Point placement records
----

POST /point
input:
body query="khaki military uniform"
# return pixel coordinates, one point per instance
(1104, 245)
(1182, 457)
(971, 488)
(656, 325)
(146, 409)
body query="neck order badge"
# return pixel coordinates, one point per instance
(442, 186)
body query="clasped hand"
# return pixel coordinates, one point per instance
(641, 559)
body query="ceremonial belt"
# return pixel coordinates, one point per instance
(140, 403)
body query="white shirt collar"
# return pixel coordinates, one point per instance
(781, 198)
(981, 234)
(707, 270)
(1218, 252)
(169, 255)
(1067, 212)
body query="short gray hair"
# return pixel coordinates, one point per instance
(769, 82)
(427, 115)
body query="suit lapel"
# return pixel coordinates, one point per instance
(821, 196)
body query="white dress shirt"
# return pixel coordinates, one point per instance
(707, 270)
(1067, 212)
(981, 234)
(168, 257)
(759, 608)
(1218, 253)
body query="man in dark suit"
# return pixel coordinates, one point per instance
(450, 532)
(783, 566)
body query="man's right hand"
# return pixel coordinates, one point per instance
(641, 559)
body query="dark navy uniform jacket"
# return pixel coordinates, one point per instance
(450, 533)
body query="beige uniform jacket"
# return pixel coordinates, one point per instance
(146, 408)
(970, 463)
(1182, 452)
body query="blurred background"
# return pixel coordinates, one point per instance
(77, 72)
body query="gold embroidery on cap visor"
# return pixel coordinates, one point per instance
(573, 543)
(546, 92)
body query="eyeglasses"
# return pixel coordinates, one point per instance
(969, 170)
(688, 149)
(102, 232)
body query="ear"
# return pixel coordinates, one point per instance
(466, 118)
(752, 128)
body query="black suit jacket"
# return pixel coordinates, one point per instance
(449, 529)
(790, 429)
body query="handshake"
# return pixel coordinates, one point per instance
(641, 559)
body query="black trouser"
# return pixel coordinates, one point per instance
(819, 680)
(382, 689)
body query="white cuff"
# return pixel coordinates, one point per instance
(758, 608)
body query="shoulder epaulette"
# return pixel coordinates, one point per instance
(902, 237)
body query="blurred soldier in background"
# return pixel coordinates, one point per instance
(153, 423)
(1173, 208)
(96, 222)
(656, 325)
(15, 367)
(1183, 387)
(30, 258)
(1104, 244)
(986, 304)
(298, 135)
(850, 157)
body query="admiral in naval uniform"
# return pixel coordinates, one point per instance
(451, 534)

----

■ **The problem**: Reproduce every line from the one containing "embroidery on cap" through the end of the items, inclusive, with the requests included, offsetting each coordinate value in the answers by adding 32.

■ **Answer to this exercise**:
body query="gold embroidery on cap visor"
# return pixel coordinates, one point per instance
(605, 575)
(578, 124)
body query="eyeglasses"
# return pixel coordinates, one point per instance
(1001, 202)
(720, 181)
(134, 264)
body query="ear"
# return pixel coordinates, one point per instance
(498, 150)
(784, 160)
body query="black suit jacket"
# return pixel coordinates, one point per instance
(481, 561)
(822, 461)
body query="handshake"
# return pixel coordinates, one point per instance
(673, 591)
body query="black trouser"
# return pixel coordinates, one point per instance
(851, 712)
(414, 721)
body query="white cuff"
# return pixel coordinates, one point per instance
(790, 640)
body query="shoulder epaulette"
# return pixel coordinates, one point per instance
(934, 269)
body query="blurred soldier in background"
# return pixel coordinates, one point per instance
(185, 455)
(1205, 240)
(128, 254)
(688, 357)
(47, 399)
(1215, 419)
(62, 290)
(1136, 276)
(1018, 336)
(330, 167)
(882, 189)
body query="admiral in naval uniform"
# return pixel coordinates, one point per instance
(483, 566)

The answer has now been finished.